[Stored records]
▬▬▬▬▬▬▬▬▬▬

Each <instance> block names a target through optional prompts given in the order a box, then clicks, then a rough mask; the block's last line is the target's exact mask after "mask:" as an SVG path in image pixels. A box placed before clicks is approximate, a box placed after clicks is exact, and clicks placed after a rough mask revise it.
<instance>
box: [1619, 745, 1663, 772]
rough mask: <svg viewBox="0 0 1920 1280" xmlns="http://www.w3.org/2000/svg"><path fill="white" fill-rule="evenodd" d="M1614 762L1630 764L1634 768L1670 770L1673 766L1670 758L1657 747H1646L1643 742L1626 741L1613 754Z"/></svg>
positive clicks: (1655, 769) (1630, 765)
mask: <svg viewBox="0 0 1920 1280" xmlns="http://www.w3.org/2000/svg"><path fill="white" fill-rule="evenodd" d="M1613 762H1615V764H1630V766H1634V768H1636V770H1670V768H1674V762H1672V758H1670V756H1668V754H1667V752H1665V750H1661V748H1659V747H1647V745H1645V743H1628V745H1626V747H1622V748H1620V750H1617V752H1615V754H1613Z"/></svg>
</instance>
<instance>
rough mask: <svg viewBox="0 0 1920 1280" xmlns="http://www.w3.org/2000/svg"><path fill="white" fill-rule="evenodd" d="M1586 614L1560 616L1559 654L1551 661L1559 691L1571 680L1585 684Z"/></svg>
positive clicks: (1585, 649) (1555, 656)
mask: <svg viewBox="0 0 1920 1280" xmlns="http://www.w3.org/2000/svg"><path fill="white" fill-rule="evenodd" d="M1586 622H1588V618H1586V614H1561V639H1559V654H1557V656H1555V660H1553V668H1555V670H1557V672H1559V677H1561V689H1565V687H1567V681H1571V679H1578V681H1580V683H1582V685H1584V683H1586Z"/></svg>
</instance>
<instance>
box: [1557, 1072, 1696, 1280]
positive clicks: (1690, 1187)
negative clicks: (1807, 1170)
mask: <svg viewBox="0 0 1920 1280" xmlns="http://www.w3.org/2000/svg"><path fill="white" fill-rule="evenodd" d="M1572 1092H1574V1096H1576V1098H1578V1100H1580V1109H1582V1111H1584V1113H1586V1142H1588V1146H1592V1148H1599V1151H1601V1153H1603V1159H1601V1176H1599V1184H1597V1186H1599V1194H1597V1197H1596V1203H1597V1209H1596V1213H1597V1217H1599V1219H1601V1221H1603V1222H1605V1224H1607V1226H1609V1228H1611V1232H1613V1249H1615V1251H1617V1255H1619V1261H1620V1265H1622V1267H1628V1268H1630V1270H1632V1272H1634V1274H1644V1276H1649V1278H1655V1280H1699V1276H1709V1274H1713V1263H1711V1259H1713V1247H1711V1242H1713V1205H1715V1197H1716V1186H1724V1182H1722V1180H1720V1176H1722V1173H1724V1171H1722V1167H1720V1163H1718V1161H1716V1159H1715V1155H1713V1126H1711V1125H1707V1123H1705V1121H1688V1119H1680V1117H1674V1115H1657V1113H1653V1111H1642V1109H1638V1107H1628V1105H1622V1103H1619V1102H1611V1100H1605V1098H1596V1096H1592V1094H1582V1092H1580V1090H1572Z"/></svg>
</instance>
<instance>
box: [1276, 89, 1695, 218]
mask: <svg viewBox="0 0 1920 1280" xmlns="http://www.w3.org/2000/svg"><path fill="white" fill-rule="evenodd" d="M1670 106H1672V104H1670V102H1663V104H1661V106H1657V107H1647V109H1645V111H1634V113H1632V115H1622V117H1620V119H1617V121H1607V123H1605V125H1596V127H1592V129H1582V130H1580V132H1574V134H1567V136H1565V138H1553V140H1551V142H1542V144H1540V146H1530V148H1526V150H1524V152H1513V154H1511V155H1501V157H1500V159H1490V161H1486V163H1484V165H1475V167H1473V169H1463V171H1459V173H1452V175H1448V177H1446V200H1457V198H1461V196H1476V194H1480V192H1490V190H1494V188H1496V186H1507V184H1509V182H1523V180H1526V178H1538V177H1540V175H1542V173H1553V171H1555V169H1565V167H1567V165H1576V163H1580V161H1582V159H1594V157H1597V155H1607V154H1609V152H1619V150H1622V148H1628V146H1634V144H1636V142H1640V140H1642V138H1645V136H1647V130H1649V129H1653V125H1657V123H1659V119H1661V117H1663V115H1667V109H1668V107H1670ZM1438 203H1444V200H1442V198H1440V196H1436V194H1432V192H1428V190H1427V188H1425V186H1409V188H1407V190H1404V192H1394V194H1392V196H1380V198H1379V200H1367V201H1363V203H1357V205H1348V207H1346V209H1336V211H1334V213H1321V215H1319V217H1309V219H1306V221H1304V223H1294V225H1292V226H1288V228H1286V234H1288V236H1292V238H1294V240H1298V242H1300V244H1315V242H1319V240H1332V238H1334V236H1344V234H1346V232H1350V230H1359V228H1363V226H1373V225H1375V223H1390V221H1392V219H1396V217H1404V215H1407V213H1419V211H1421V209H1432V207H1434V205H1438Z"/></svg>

▬▬▬▬▬▬▬▬▬▬

• _REQUIRED WORK_
Output every record above exactly as it was given.

• _THE ANSWER_
Each <instance> block names a target through optional prompts given in the order a box, then clicks, then a rough mask; the block's last line is the target's exact mask after "mask:" as an SVG path in image pixels. A box placed before clicks is approximate, a box placed after clicks is exact, and clicks placed after a rough mask revise it.
<instance>
box: [1619, 745, 1663, 772]
rough mask: <svg viewBox="0 0 1920 1280" xmlns="http://www.w3.org/2000/svg"><path fill="white" fill-rule="evenodd" d="M1614 762L1630 764L1634 768L1670 770L1673 766L1670 758L1657 747H1646L1643 742L1626 741L1613 754Z"/></svg>
positive clicks: (1655, 769) (1630, 765)
mask: <svg viewBox="0 0 1920 1280" xmlns="http://www.w3.org/2000/svg"><path fill="white" fill-rule="evenodd" d="M1613 762H1615V764H1630V766H1634V768H1636V770H1670V768H1674V762H1672V758H1670V756H1668V754H1667V752H1665V750H1661V748H1659V747H1647V745H1645V743H1628V745H1626V747H1622V748H1620V750H1617V752H1615V754H1613Z"/></svg>
</instance>
<instance>
rough mask: <svg viewBox="0 0 1920 1280" xmlns="http://www.w3.org/2000/svg"><path fill="white" fill-rule="evenodd" d="M1586 614L1560 616L1559 654L1551 661L1559 691L1571 680L1585 684Z"/></svg>
positive clicks: (1585, 649) (1555, 656)
mask: <svg viewBox="0 0 1920 1280" xmlns="http://www.w3.org/2000/svg"><path fill="white" fill-rule="evenodd" d="M1586 622H1588V618H1586V614H1561V639H1559V654H1557V656H1555V660H1553V668H1555V670H1557V672H1559V677H1561V689H1565V687H1567V681H1571V679H1578V681H1580V683H1582V685H1584V683H1586Z"/></svg>
</instance>
<instance>
box: [1557, 1072, 1696, 1280]
positive clicks: (1690, 1187)
negative clicks: (1807, 1170)
mask: <svg viewBox="0 0 1920 1280" xmlns="http://www.w3.org/2000/svg"><path fill="white" fill-rule="evenodd" d="M1572 1092H1574V1096H1576V1098H1578V1100H1580V1109H1582V1111H1584V1113H1586V1142H1588V1146H1592V1148H1599V1151H1601V1153H1603V1159H1601V1176H1599V1184H1597V1186H1599V1194H1597V1197H1596V1203H1597V1209H1596V1213H1597V1217H1599V1219H1601V1221H1603V1222H1605V1224H1607V1226H1609V1228H1611V1232H1613V1249H1615V1251H1617V1255H1619V1261H1620V1265H1622V1267H1628V1268H1630V1270H1632V1272H1634V1274H1644V1276H1649V1278H1655V1280H1699V1276H1709V1274H1713V1263H1711V1259H1713V1247H1711V1242H1713V1205H1715V1197H1716V1186H1724V1182H1722V1180H1720V1176H1722V1173H1724V1171H1722V1167H1720V1163H1718V1161H1716V1159H1715V1155H1713V1126H1711V1125H1707V1123H1705V1121H1688V1119H1680V1117H1674V1115H1657V1113H1653V1111H1642V1109H1638V1107H1628V1105H1622V1103H1619V1102H1611V1100H1605V1098H1596V1096H1592V1094H1582V1092H1580V1090H1572Z"/></svg>
</instance>
<instance>
box: [1276, 89, 1695, 218]
mask: <svg viewBox="0 0 1920 1280" xmlns="http://www.w3.org/2000/svg"><path fill="white" fill-rule="evenodd" d="M1670 106H1672V104H1670V102H1663V104H1661V106H1657V107H1647V109H1645V111H1634V113H1632V115H1622V117H1620V119H1617V121H1607V123H1605V125H1596V127H1592V129H1582V130H1580V132H1574V134H1567V136H1565V138H1553V140H1551V142H1542V144H1540V146H1530V148H1526V150H1524V152H1513V154H1511V155H1501V157H1500V159H1490V161H1486V163H1484V165H1475V167H1473V169H1463V171H1459V173H1452V175H1448V177H1446V200H1457V198H1461V196H1476V194H1480V192H1490V190H1494V188H1496V186H1507V184H1509V182H1523V180H1526V178H1538V177H1540V175H1542V173H1553V171H1555V169H1565V167H1567V165H1576V163H1580V161H1582V159H1594V157H1597V155H1607V154H1609V152H1619V150H1622V148H1628V146H1634V144H1636V142H1640V140H1642V138H1645V136H1647V130H1649V129H1653V125H1657V123H1659V119H1661V117H1663V115H1667V109H1668V107H1670ZM1438 203H1444V200H1442V198H1440V196H1436V194H1432V192H1428V190H1427V188H1425V186H1409V188H1407V190H1404V192H1394V194H1392V196H1380V198H1379V200H1367V201H1363V203H1357V205H1348V207H1346V209H1336V211H1334V213H1321V215H1319V217H1309V219H1306V221H1304V223H1294V225H1292V226H1288V228H1286V234H1288V236H1292V238H1294V240H1298V242H1300V244H1315V242H1319V240H1332V238H1334V236H1344V234H1346V232H1350V230H1359V228H1363V226H1373V225H1375V223H1390V221H1392V219H1396V217H1404V215H1407V213H1419V211H1421V209H1432V207H1434V205H1438Z"/></svg>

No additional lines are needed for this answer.